Kejadian ini telah mengusik rasa keadilan masyarakat setempat. Beberapa aktivis LSM  melakukan protes agar Bupati Manggarai dan Polres Manggarai bersikap adil. Kalau masyarakat yang sekadar menebang beberapa pohon di dalam kawasan hutan lindung saja ditangkap, ditahan dan dipenjara, maka polisi juga harus berani menangkap Direksi PT SJA. Sebab KP yang dipegang PT SJA bukan sarana melegitimasi pelanggaran hukum untuk beroperasi di hutan lindung.
Menanggapi reaksi masyarakat tersebut, maka melalui Surat  No.0019/SJA/IX/2008 tanggal 24 November 2008, PT SJA  mengajukan izin pinjam pakai kawasan hutan lindung kepada menteri kehutanan. Surat ini merupakan alat bukti yang sangat sempurna karena berisi pengakuan PT SJA bahwa dia telah beroperasi di hutan lindung. Sebab kalau benar dia tidak beroperasi di hutan lindung, maka tidaklah mungkin dia menulis surat permohonan izin tersebut kepada menteri kehutanan.
Protes atas sikap tidak adil Polres Manggarai itu meluas sampai ke Jakarta.
Dalam audiensi JPIC OFM-KPM Tenang Tana Ge tanggal 5 Desember 2008 dengan Menteri Kehutanan (Menhut) MS Kaban, dikeluhkan sikap berat sebelah pemda dan kepolisian terhadap pelanggaran hukum di kawasan hutan lindung. Menhut pun berjanji segera mengutus stafnya ke Reo guna meneliti apakah operasi tambang PT SJA itu berada di kawasan hutan lindung.  Hasilnya terbukti bahwa tambang PT SJA beroperasi di hutan lindung RTK 103 Reo tanpa izin pinjam pakai kawasan hutan dari Menhut. Maka melalui surat No.S.40/Menhut-VII/2009 tanggal 27 Januari 2009 Menhut mohon kepada Gubernur NTT mengambil tindakan terhadap PT SJA sesuai ketentuan peraturan perundang-undangan yang berlaku.
Surat Menhut kepada Gubernur NTT tersebut juga ditembuskan kepada Dirjen PHK, Kepala BPK, Bupati Manggarai, Kadishut NTT dan Direktur JPIC OFM.
Pada hari yang sama, Menhut MS Kaban melalui Surat No.S.41/Menhut-VII/2009 tanggal 27 Januari 2009 menolak permohonan pinjam pakai kawasan hutan yang diajukan oleh PT SJA tersebut. Yang menarik bahwa dalam surat itu Menhut  juga  mengingatkan PT SJA mengenai ketentuan Pasal 50 ayat (3) mengenai larangan bagi setiap orang untuk mengerjakan dan atau menduduki kawasan hutan secara tidak sah dan merambah kawasan hutan.

════

| Tugas 1 |
Jawablah pertanyaan berikut berdasarkan teks halaman tentang tambang PT SJA.
(a) Dengan surat bernomor berapa dan bertanggal kapan PT SJA mengajukan izin pinjam pakai kawasan hutan lindung kepada menteri kehutanan?
(b) Pada tanggal berapa JPIC OFM-KPM Tenang Tana Ge beraudiensi dengan Menteri Kehutanan MS Kaban?
(c) Pasal apa yang diingatkan Menhut kepada PT SJA dalam Surat No.S.41/Menhut-VII/2009?

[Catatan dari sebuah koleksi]
════

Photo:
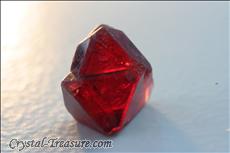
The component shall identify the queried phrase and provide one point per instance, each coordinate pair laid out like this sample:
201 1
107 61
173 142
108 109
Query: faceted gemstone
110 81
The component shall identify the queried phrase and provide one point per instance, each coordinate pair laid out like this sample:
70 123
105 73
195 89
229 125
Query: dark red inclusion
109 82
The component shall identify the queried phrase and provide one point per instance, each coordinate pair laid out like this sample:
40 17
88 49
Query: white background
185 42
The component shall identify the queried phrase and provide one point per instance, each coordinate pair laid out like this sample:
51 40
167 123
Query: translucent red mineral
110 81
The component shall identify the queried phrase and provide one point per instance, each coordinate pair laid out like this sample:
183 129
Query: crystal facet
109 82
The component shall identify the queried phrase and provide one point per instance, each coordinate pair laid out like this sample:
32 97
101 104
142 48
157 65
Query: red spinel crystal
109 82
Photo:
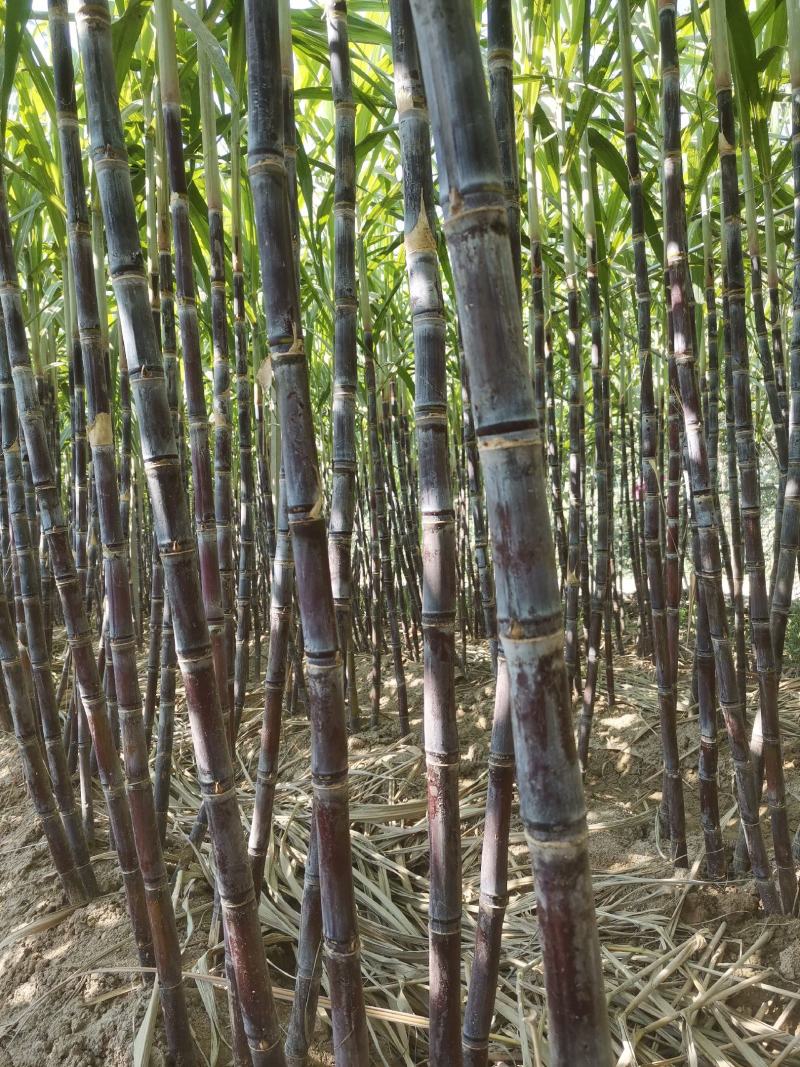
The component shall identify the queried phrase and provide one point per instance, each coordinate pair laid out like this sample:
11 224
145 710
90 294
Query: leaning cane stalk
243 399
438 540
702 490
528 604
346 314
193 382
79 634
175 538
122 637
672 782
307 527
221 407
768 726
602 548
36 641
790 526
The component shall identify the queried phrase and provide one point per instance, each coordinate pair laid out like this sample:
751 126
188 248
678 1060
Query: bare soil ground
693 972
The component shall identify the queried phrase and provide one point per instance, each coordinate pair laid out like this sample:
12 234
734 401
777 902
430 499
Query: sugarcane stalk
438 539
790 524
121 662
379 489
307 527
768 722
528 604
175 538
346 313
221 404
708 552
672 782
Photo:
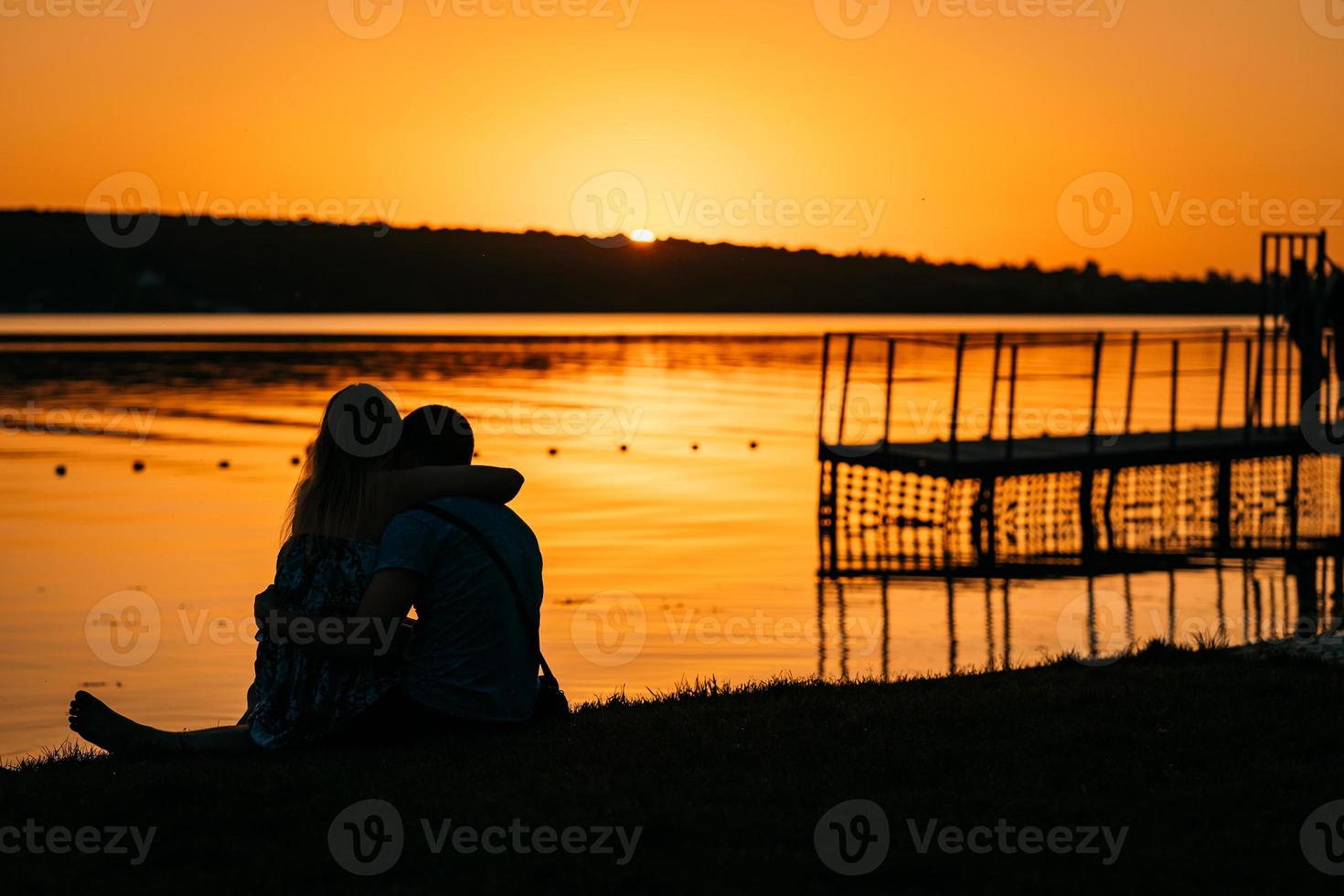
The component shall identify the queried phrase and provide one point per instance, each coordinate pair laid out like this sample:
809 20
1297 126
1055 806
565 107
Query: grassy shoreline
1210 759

════

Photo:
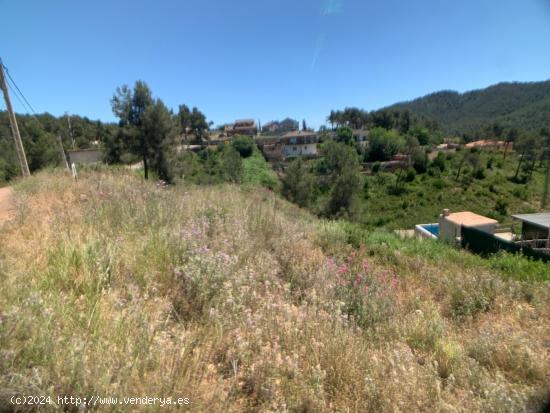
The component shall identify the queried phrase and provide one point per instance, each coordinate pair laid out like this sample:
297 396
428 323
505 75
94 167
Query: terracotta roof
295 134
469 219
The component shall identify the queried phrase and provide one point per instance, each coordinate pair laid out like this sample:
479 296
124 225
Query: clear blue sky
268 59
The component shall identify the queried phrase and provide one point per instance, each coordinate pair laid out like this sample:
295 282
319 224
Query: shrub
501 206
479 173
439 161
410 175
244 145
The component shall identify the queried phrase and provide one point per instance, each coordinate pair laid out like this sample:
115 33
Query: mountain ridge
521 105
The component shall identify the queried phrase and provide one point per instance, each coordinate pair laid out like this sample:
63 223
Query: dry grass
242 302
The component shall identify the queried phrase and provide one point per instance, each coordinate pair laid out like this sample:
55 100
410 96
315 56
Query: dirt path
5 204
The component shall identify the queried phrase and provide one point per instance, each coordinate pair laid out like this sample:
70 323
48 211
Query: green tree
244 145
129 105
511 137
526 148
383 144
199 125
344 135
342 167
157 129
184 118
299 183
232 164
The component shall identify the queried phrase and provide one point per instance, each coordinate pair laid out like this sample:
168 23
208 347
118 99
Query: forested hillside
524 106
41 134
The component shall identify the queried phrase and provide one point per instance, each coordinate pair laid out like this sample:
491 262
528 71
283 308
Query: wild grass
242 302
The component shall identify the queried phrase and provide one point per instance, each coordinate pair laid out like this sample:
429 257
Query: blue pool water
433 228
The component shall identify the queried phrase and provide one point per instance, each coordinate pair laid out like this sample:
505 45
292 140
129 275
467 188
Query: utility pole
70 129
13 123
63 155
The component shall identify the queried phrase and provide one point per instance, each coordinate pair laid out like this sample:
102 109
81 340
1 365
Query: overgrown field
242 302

════

| Tugas 2 |
Daftarkan setiap baris dalam catatan yang memuat kata "stalk".

| Jawaban 1 |
(a) Surat No.0019/SJA/IX/2008 tanggal 24 November 2008.
(b) 5 Desember 2008.
(c) Pasal 50 ayat (3).

| Jawaban 2 |
Query: leaning cane stalk
Query: sugarcane stalk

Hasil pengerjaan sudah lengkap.